> _What is needed_:
Lay out the lines of the items from the one containing "Query: overcast grey sky" through the end, inclusive, as a JSON list of strings, one string per line. Skip blank lines and leave the pictures out.

Region segmentation data:
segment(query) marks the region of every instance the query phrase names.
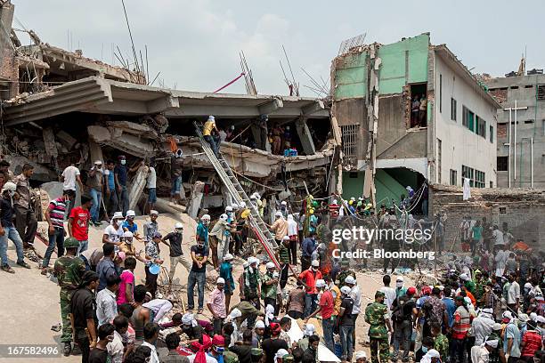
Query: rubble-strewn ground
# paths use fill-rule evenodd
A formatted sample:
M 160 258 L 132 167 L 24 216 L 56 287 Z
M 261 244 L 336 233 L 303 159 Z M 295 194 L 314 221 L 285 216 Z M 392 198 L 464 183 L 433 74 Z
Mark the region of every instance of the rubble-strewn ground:
M 139 230 L 142 231 L 145 217 L 138 217 L 137 223 Z M 174 229 L 174 224 L 177 219 L 171 215 L 160 215 L 159 218 L 159 230 L 166 234 Z M 189 255 L 190 242 L 192 243 L 195 238 L 195 222 L 187 215 L 182 215 L 182 222 L 184 225 L 183 235 L 183 251 Z M 105 228 L 106 225 L 103 225 Z M 90 229 L 90 248 L 102 247 L 102 237 L 103 228 Z M 137 247 L 143 249 L 143 243 L 136 242 Z M 140 245 L 138 245 L 140 244 Z M 36 247 L 40 254 L 45 252 L 45 246 L 37 238 L 36 240 Z M 9 243 L 8 256 L 14 264 L 16 260 L 15 249 L 12 242 Z M 168 261 L 168 247 L 161 246 L 161 256 L 165 259 L 165 266 L 169 268 Z M 53 254 L 51 264 L 54 263 L 56 255 Z M 234 269 L 235 279 L 238 278 L 242 271 L 241 260 L 237 259 Z M 40 270 L 37 262 L 29 263 L 32 265 L 32 270 L 26 270 L 14 267 L 15 274 L 8 274 L 5 272 L 0 273 L 0 286 L 2 286 L 2 294 L 0 294 L 0 306 L 4 309 L 0 311 L 0 321 L 3 322 L 3 328 L 0 329 L 0 342 L 4 344 L 53 344 L 60 343 L 61 332 L 53 332 L 51 327 L 58 324 L 61 321 L 60 305 L 59 305 L 59 287 L 49 281 L 49 278 L 40 275 Z M 138 263 L 136 271 L 137 283 L 143 283 L 145 274 L 142 263 Z M 216 276 L 216 272 L 213 272 Z M 210 274 L 212 275 L 212 273 Z M 405 277 L 406 286 L 412 284 L 414 276 L 409 274 Z M 176 280 L 177 279 L 177 280 Z M 182 281 L 185 285 L 187 279 L 187 272 L 182 265 L 178 265 L 175 282 Z M 395 278 L 393 278 L 395 280 Z M 382 286 L 382 272 L 378 270 L 370 270 L 364 272 L 357 273 L 357 280 L 362 291 L 362 309 L 364 311 L 365 306 L 372 302 L 375 291 Z M 184 286 L 175 286 L 175 291 L 181 291 L 181 294 L 175 294 L 175 298 L 183 298 L 184 302 L 187 302 Z M 209 290 L 206 290 L 206 295 Z M 197 297 L 197 296 L 195 296 Z M 239 302 L 239 294 L 235 294 L 232 297 L 232 306 Z M 175 304 L 175 309 L 179 308 Z M 205 309 L 204 315 L 209 316 L 209 312 Z M 362 314 L 357 320 L 356 327 L 356 349 L 364 349 L 368 354 L 369 348 L 363 347 L 364 342 L 367 340 L 368 326 L 364 323 L 363 315 Z M 80 361 L 80 357 L 70 356 L 69 358 L 62 357 L 56 361 L 63 362 L 77 362 Z M 20 359 L 1 359 L 0 361 L 20 361 Z M 41 361 L 41 359 L 25 359 L 25 362 Z

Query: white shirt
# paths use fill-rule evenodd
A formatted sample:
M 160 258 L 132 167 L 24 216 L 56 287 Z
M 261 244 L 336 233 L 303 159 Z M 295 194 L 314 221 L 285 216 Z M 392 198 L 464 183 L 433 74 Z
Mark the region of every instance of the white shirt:
M 354 305 L 352 307 L 353 314 L 359 314 L 362 312 L 362 294 L 360 294 L 360 286 L 355 285 L 352 287 L 350 292 L 350 297 L 354 300 Z
M 172 310 L 172 302 L 165 299 L 153 299 L 142 306 L 153 311 L 153 322 L 159 321 L 165 314 Z
M 395 293 L 395 289 L 390 286 L 384 286 L 384 287 L 380 287 L 380 290 L 378 291 L 382 291 L 385 294 L 384 302 L 388 307 L 388 311 L 391 310 L 394 301 L 397 298 L 397 294 Z
M 157 349 L 155 348 L 155 345 L 151 345 L 148 342 L 144 342 L 142 343 L 142 346 L 148 347 L 151 350 L 151 357 L 150 359 L 150 363 L 159 363 L 159 356 L 157 355 Z
M 79 175 L 79 169 L 74 165 L 69 165 L 62 172 L 62 177 L 64 182 L 62 182 L 62 189 L 64 190 L 76 190 L 76 180 Z
M 110 323 L 118 315 L 116 293 L 104 288 L 96 294 L 96 318 L 99 327 Z
M 157 173 L 155 168 L 150 166 L 150 173 L 148 173 L 148 188 L 156 188 L 157 186 Z
M 513 281 L 508 290 L 508 303 L 517 303 L 517 299 L 520 299 L 520 285 Z
M 119 333 L 114 331 L 114 339 L 106 345 L 106 349 L 112 363 L 123 363 L 123 337 Z

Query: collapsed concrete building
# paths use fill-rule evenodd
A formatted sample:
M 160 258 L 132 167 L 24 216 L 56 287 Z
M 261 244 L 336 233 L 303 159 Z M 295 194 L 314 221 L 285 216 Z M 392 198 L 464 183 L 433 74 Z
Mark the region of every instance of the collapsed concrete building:
M 321 100 L 146 85 L 139 72 L 52 46 L 31 30 L 34 44 L 20 45 L 11 28 L 14 6 L 3 2 L 0 10 L 5 30 L 0 32 L 1 154 L 15 173 L 25 162 L 32 163 L 35 184 L 57 180 L 71 163 L 85 171 L 94 160 L 124 154 L 129 165 L 153 157 L 158 194 L 168 197 L 174 142 L 183 153 L 185 191 L 200 182 L 205 186 L 201 207 L 219 207 L 229 198 L 201 152 L 193 126 L 214 115 L 219 128 L 232 128 L 237 135 L 223 142 L 221 151 L 248 190 L 283 191 L 283 198 L 300 200 L 307 189 L 327 190 L 334 141 L 329 109 Z M 269 130 L 289 126 L 297 156 L 273 155 L 268 141 L 264 150 L 254 147 L 260 115 L 268 115 Z M 142 199 L 136 191 L 131 195 Z M 131 202 L 135 205 L 138 201 Z
M 496 186 L 500 106 L 429 34 L 346 49 L 333 60 L 331 85 L 345 198 L 363 194 L 388 205 L 406 186 L 461 186 L 464 176 L 472 187 Z M 413 102 L 422 99 L 415 115 Z

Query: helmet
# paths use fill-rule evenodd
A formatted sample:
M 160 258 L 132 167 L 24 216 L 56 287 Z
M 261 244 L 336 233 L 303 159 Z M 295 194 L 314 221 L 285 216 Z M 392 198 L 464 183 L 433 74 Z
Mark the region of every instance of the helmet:
M 4 184 L 4 187 L 2 188 L 2 190 L 15 191 L 16 190 L 17 190 L 17 185 L 15 185 L 15 183 L 12 182 L 6 182 L 5 184 Z
M 349 294 L 350 292 L 352 291 L 352 289 L 348 286 L 342 286 L 341 287 L 341 293 L 343 293 L 344 294 Z
M 7 184 L 7 183 L 6 183 Z M 13 183 L 12 183 L 13 184 Z M 15 185 L 15 184 L 13 184 Z M 66 248 L 77 248 L 79 247 L 79 241 L 73 237 L 69 237 L 64 240 L 64 246 Z

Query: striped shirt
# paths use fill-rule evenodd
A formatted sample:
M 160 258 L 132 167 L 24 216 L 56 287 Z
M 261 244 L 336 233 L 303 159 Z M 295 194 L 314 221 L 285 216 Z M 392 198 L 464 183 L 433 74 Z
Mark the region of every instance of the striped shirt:
M 541 349 L 541 335 L 535 330 L 528 330 L 525 333 L 522 343 L 525 344 L 522 349 L 522 357 L 533 357 L 535 351 Z
M 49 216 L 54 228 L 64 228 L 64 214 L 66 213 L 66 201 L 62 197 L 49 203 Z

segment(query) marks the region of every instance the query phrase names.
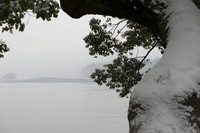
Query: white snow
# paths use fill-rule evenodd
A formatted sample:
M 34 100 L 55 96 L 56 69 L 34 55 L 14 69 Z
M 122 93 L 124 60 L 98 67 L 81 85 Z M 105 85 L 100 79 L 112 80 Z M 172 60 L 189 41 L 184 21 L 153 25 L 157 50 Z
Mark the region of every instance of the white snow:
M 173 98 L 199 89 L 200 10 L 191 0 L 166 0 L 170 34 L 162 59 L 144 76 L 130 100 L 146 111 L 138 112 L 131 125 L 142 123 L 139 133 L 197 133 Z M 182 107 L 191 111 L 192 107 Z M 131 110 L 131 108 L 129 109 Z

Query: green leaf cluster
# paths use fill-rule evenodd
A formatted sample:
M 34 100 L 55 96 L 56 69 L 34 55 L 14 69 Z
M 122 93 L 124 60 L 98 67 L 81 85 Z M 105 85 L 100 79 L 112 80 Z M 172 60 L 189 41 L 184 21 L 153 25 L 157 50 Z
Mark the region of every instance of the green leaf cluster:
M 136 58 L 118 56 L 113 63 L 104 65 L 105 69 L 96 69 L 91 78 L 99 84 L 106 84 L 110 89 L 116 89 L 120 97 L 125 97 L 130 93 L 131 88 L 142 79 L 140 69 L 144 63 L 140 63 Z
M 137 47 L 153 49 L 157 46 L 161 51 L 164 47 L 147 28 L 132 21 L 119 20 L 117 23 L 107 18 L 104 23 L 100 19 L 90 20 L 91 32 L 84 38 L 89 54 L 98 56 L 117 55 L 111 64 L 103 69 L 96 69 L 91 78 L 99 85 L 105 84 L 116 89 L 121 97 L 130 93 L 142 78 L 141 69 L 145 66 L 146 56 L 133 56 Z
M 3 53 L 9 51 L 9 48 L 7 47 L 6 43 L 0 40 L 0 58 L 3 58 Z

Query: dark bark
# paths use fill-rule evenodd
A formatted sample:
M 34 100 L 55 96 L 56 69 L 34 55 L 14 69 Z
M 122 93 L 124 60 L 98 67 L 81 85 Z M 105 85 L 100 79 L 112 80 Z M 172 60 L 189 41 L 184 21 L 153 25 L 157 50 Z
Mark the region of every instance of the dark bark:
M 72 18 L 87 14 L 108 15 L 125 18 L 160 33 L 160 16 L 140 0 L 60 0 L 62 9 Z M 160 36 L 160 35 L 158 35 Z

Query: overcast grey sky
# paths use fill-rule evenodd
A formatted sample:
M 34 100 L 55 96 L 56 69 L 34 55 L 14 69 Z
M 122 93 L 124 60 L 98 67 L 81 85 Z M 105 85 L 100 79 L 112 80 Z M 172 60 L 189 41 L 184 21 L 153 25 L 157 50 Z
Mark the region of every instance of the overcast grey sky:
M 83 67 L 104 62 L 91 57 L 83 41 L 90 31 L 88 22 L 92 17 L 72 19 L 61 11 L 51 22 L 26 18 L 24 32 L 3 33 L 1 39 L 10 51 L 0 59 L 0 78 L 7 73 L 16 73 L 19 79 L 80 78 Z M 151 58 L 157 58 L 158 53 L 151 54 Z

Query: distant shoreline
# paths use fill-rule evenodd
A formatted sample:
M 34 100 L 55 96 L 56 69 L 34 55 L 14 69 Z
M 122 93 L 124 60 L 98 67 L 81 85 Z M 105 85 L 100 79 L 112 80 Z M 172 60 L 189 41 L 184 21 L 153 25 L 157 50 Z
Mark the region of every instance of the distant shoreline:
M 91 82 L 90 79 L 67 79 L 67 78 L 34 78 L 25 80 L 0 80 L 0 83 L 62 83 L 62 82 Z

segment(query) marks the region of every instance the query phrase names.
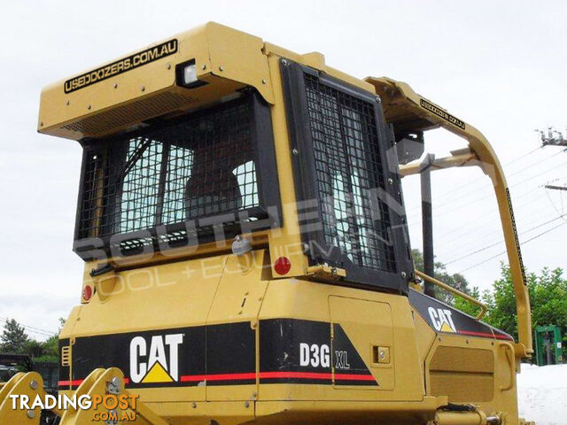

> _Exercise result_:
[
  "Query: overcast grey sky",
  "# paths use fill-rule evenodd",
  "A formatted sample:",
  "M 34 100 L 55 96 L 56 69 L 34 55 L 14 69 Z",
  "M 122 93 L 124 60 L 98 67 L 81 85 Z M 105 85 L 100 79 L 112 80 Z M 172 60 L 189 41 L 184 21 L 153 25 L 157 50 Z",
  "Mark the region of every instance of the overcast grey sky:",
  "M 83 67 L 104 62 L 91 57 L 83 41 L 90 31 L 88 22 L 92 17 L 72 19 L 61 11 L 51 22 L 26 18 L 24 32 L 3 33 L 1 39 L 10 51 L 0 59 L 0 78 L 7 73 L 16 73 L 19 79 L 80 78 Z M 151 58 L 157 58 L 158 53 L 151 54 Z",
  "Query: distant shoreline",
  "# paths use fill-rule evenodd",
  "A formatted sample:",
  "M 34 100 L 55 96 L 56 69 L 34 55 L 14 69 Z",
  "M 122 93 L 124 60 L 98 67 L 81 85 Z M 105 85 L 100 79 L 112 80 Z M 172 60 L 189 41 L 184 21 L 153 25 L 157 50 Z",
  "Mark the region of every instance of the distant shoreline:",
  "M 91 82 L 90 79 L 67 79 L 67 78 L 34 78 L 25 80 L 0 80 L 0 83 L 62 83 L 62 82 Z",
  "segment(query) marks the region of every instance the query phrase names."
]